Reproduce every line of the rows below word for word, leaving out the pictures.

--- Start Dataset records ---

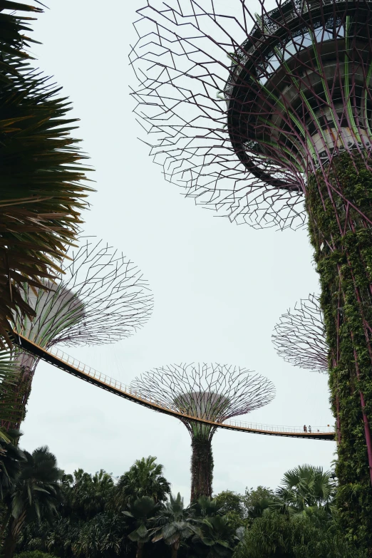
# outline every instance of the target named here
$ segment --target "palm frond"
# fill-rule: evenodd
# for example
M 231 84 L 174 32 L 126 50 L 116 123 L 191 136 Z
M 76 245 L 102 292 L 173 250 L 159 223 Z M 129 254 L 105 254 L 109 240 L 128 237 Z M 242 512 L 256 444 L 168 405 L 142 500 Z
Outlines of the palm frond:
M 70 103 L 27 60 L 31 18 L 9 9 L 41 11 L 0 0 L 0 348 L 11 346 L 12 316 L 34 315 L 22 284 L 53 280 L 92 190 L 80 162 L 86 156 L 70 135 Z

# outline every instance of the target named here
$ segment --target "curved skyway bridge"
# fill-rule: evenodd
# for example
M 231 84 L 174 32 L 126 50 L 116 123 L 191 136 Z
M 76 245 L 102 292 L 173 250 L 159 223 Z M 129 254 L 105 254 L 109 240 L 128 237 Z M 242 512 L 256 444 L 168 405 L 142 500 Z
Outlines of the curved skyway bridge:
M 334 440 L 334 432 L 331 427 L 315 426 L 311 432 L 304 432 L 304 428 L 295 426 L 277 426 L 272 425 L 256 424 L 254 423 L 244 423 L 240 420 L 225 420 L 224 423 L 208 420 L 207 418 L 199 418 L 189 415 L 186 410 L 183 412 L 179 408 L 165 406 L 159 401 L 146 398 L 143 394 L 134 391 L 130 386 L 125 386 L 122 382 L 115 380 L 113 378 L 83 364 L 59 348 L 52 348 L 45 349 L 36 345 L 33 341 L 13 331 L 12 340 L 14 344 L 19 346 L 24 351 L 41 358 L 43 361 L 56 366 L 61 370 L 68 372 L 69 374 L 85 380 L 94 386 L 97 386 L 106 391 L 110 391 L 116 396 L 123 397 L 130 401 L 133 401 L 144 407 L 148 407 L 153 410 L 163 413 L 165 415 L 171 415 L 183 420 L 193 420 L 196 423 L 207 424 L 218 428 L 225 428 L 229 430 L 238 430 L 239 432 L 249 432 L 252 434 L 266 434 L 270 436 L 286 436 L 288 438 L 302 438 L 311 440 Z

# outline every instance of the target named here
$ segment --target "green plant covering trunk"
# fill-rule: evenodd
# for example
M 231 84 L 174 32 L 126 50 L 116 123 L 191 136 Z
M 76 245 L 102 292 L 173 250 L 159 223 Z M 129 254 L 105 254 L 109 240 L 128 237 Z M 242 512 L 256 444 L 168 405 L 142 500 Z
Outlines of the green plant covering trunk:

--- End Dataset records ---

Complete response =>
# outline every instance of the target named here
$ segment --target "palm frond"
# fill-rule: evenodd
# for example
M 231 84 L 174 32 L 126 50 L 116 123 L 191 136 Z
M 76 245 L 102 292 L 173 250 L 159 223 Z M 129 254 L 105 254 L 109 240 L 128 237 Z M 242 512 L 256 444 L 168 405 L 142 500 Z
Outlines of the palm frond:
M 70 103 L 27 60 L 31 18 L 9 9 L 41 11 L 0 0 L 0 348 L 11 346 L 12 316 L 34 315 L 22 284 L 53 280 L 92 190 L 80 162 L 86 156 L 70 135 Z

# outline every instance of the target named here
$ segment --target "curved skyway bridge"
# fill-rule: evenodd
# for example
M 231 84 L 174 32 L 126 50 L 116 123 L 191 136 Z
M 76 245 L 102 292 L 173 250 L 159 223 Z M 129 254 L 105 254 L 109 240 L 128 237 Z M 242 512 L 256 444 L 168 405 L 142 500 Z
Outlines of the curved skyway bridge:
M 334 440 L 334 432 L 331 427 L 315 426 L 311 432 L 304 432 L 304 428 L 295 426 L 277 426 L 272 425 L 256 424 L 254 423 L 244 423 L 240 420 L 225 420 L 224 423 L 208 420 L 207 418 L 199 418 L 189 415 L 186 410 L 183 412 L 179 408 L 165 406 L 159 401 L 146 398 L 143 394 L 134 391 L 130 386 L 125 386 L 122 382 L 115 380 L 113 378 L 83 364 L 59 348 L 52 348 L 45 349 L 36 345 L 33 341 L 13 331 L 12 340 L 14 344 L 19 346 L 24 351 L 41 358 L 43 361 L 56 366 L 61 370 L 68 372 L 69 374 L 85 380 L 94 386 L 97 386 L 106 391 L 110 391 L 116 396 L 123 397 L 130 401 L 133 401 L 144 407 L 148 407 L 153 410 L 163 413 L 165 415 L 171 415 L 183 420 L 193 420 L 196 423 L 207 424 L 218 428 L 225 428 L 229 430 L 238 430 L 239 432 L 249 432 L 252 434 L 266 434 L 270 436 L 286 436 L 288 438 L 302 438 L 311 440 Z

# outline every instance of the target named here
$ segment --target "green plant covering trunk"
# fill-rule: evenodd
# for example
M 231 84 L 174 32 L 126 50 L 116 123 L 191 136 Z
M 76 245 L 102 292 L 173 250 L 159 223 Z M 129 254 L 105 254 L 109 240 L 128 237 Z M 242 512 L 256 444 L 168 405 L 142 500 Z
Outlines of the green plant covering trunk:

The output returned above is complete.